> [Task prompt]:
Without omitting anything, copy the data exactly.
● ● ●
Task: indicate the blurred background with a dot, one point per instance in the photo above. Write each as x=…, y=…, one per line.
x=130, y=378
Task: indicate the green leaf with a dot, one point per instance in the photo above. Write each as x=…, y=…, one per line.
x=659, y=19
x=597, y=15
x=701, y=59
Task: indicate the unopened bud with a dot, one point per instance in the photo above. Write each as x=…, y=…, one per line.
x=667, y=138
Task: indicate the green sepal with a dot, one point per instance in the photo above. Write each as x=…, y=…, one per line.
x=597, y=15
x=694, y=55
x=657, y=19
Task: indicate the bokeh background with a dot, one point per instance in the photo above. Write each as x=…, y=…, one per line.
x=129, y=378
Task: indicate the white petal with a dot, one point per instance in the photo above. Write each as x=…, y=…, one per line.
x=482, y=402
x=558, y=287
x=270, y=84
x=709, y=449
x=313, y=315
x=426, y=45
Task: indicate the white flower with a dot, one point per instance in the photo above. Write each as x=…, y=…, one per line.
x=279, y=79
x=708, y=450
● ● ●
> [Response for this exercise]:
Task: indicate the blurred background with a dot, one point per instance in the photo above. Write each as x=…, y=…, one per line.
x=130, y=378
Task: indicate the green leaf with a dot, one point per instance in the photo above. Write each as x=…, y=…, one per line.
x=659, y=19
x=597, y=15
x=701, y=59
Task: indicate the unopened bud with a dot, one point per instance in the photo above. Write each as x=…, y=…, one per line.
x=667, y=138
Task: indicate the green sepal with a dot, one point per instance in the photo above. Write each as x=…, y=…, one per line.
x=597, y=15
x=694, y=55
x=657, y=19
Task: indicate the bokeh background with a dot, one point per instance in the photo above. Write each as x=…, y=…, one per line.
x=129, y=378
Task: indicate the white petal with a dot, one point per instance in the photo above. Write each as x=…, y=…, one per line.
x=482, y=402
x=558, y=287
x=270, y=84
x=709, y=449
x=313, y=315
x=426, y=45
Task: indicate the white flower with a dot, one point per instance in the photo above. Write each as x=…, y=…, one per line.
x=279, y=79
x=708, y=450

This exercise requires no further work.